Problem to solve:
Give the records again exactly, with every character kept.
###
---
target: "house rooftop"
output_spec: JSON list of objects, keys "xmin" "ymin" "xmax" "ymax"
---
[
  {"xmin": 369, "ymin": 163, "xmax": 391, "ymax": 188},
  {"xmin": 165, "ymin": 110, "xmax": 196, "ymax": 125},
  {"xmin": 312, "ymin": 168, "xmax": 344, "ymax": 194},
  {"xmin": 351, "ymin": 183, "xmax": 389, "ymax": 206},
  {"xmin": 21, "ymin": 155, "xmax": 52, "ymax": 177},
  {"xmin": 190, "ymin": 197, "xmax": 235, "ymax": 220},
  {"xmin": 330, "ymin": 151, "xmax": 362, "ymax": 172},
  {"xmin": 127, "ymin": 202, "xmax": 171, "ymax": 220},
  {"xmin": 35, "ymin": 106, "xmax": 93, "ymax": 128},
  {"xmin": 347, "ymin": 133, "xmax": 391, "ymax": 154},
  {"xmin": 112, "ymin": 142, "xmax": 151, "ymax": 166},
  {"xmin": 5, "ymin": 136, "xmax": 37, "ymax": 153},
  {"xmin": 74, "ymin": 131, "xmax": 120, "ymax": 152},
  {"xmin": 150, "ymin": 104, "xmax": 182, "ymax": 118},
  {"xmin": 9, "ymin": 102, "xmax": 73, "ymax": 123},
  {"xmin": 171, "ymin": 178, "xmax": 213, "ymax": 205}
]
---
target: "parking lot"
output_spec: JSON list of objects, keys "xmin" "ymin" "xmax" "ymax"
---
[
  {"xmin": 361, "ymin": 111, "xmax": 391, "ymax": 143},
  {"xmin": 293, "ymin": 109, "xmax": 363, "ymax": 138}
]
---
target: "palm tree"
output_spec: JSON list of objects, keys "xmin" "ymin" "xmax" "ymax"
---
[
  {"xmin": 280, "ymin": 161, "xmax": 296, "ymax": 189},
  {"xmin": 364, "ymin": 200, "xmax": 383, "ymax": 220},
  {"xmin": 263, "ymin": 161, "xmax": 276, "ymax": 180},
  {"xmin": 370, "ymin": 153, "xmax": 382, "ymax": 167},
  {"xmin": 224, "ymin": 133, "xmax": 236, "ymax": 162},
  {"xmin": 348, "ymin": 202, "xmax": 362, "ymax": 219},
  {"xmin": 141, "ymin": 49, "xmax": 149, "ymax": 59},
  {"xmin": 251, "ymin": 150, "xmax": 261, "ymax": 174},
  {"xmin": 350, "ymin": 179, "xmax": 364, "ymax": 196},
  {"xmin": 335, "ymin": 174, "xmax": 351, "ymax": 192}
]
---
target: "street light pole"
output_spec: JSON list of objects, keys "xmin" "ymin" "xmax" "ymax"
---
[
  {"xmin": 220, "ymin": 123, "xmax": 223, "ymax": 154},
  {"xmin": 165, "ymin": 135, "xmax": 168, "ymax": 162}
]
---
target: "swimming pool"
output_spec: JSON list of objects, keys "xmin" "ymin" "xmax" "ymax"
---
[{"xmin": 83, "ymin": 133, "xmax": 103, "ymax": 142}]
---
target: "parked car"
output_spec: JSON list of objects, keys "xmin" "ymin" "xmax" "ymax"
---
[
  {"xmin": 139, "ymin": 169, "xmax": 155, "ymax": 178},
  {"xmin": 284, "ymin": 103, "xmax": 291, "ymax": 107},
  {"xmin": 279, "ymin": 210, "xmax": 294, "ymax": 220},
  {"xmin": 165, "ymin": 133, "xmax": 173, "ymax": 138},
###
Result for this task:
---
target: "house rooftop"
output_spec: JSON list of objects, keys "xmin" "ymin" "xmax" "ymax"
---
[
  {"xmin": 369, "ymin": 163, "xmax": 391, "ymax": 188},
  {"xmin": 165, "ymin": 110, "xmax": 196, "ymax": 125},
  {"xmin": 312, "ymin": 168, "xmax": 344, "ymax": 194},
  {"xmin": 351, "ymin": 183, "xmax": 389, "ymax": 206},
  {"xmin": 21, "ymin": 155, "xmax": 52, "ymax": 177},
  {"xmin": 190, "ymin": 197, "xmax": 235, "ymax": 220},
  {"xmin": 330, "ymin": 151, "xmax": 362, "ymax": 172},
  {"xmin": 127, "ymin": 202, "xmax": 171, "ymax": 220},
  {"xmin": 35, "ymin": 106, "xmax": 93, "ymax": 128},
  {"xmin": 347, "ymin": 133, "xmax": 391, "ymax": 154},
  {"xmin": 112, "ymin": 142, "xmax": 151, "ymax": 166},
  {"xmin": 5, "ymin": 136, "xmax": 37, "ymax": 153},
  {"xmin": 74, "ymin": 131, "xmax": 120, "ymax": 152},
  {"xmin": 150, "ymin": 104, "xmax": 182, "ymax": 118},
  {"xmin": 9, "ymin": 102, "xmax": 73, "ymax": 123},
  {"xmin": 171, "ymin": 178, "xmax": 213, "ymax": 205}
]
---
target: "parking lot"
output_spec: JSON list of objects, keys "xmin" "ymin" "xmax" "ymax"
---
[
  {"xmin": 361, "ymin": 111, "xmax": 391, "ymax": 143},
  {"xmin": 293, "ymin": 109, "xmax": 363, "ymax": 138}
]
---
target: "palm tree"
output_spec: JSON list of objects, keys "xmin" "ymin" "xmax" "ymax"
---
[
  {"xmin": 280, "ymin": 161, "xmax": 296, "ymax": 189},
  {"xmin": 364, "ymin": 200, "xmax": 383, "ymax": 220},
  {"xmin": 263, "ymin": 161, "xmax": 276, "ymax": 180},
  {"xmin": 370, "ymin": 153, "xmax": 382, "ymax": 167},
  {"xmin": 224, "ymin": 133, "xmax": 236, "ymax": 162},
  {"xmin": 348, "ymin": 202, "xmax": 362, "ymax": 219},
  {"xmin": 141, "ymin": 49, "xmax": 149, "ymax": 59},
  {"xmin": 251, "ymin": 150, "xmax": 261, "ymax": 174},
  {"xmin": 350, "ymin": 179, "xmax": 364, "ymax": 196},
  {"xmin": 335, "ymin": 174, "xmax": 351, "ymax": 192}
]
---
target: "street light pole"
output_spec: JSON list of objects, keys "xmin" "ymin" "xmax" "ymax"
---
[
  {"xmin": 220, "ymin": 123, "xmax": 223, "ymax": 154},
  {"xmin": 165, "ymin": 135, "xmax": 168, "ymax": 162}
]
---
target: "swimming pool"
output_spec: JSON list of objects, keys "xmin" "ymin" "xmax" "ymax"
---
[{"xmin": 83, "ymin": 133, "xmax": 103, "ymax": 142}]
---
target: "parked car"
output_spec: JSON list of objects, keys "xmin" "ymin" "xmax" "ymax"
---
[
  {"xmin": 139, "ymin": 169, "xmax": 155, "ymax": 178},
  {"xmin": 284, "ymin": 103, "xmax": 291, "ymax": 107},
  {"xmin": 279, "ymin": 210, "xmax": 294, "ymax": 220},
  {"xmin": 165, "ymin": 133, "xmax": 173, "ymax": 138},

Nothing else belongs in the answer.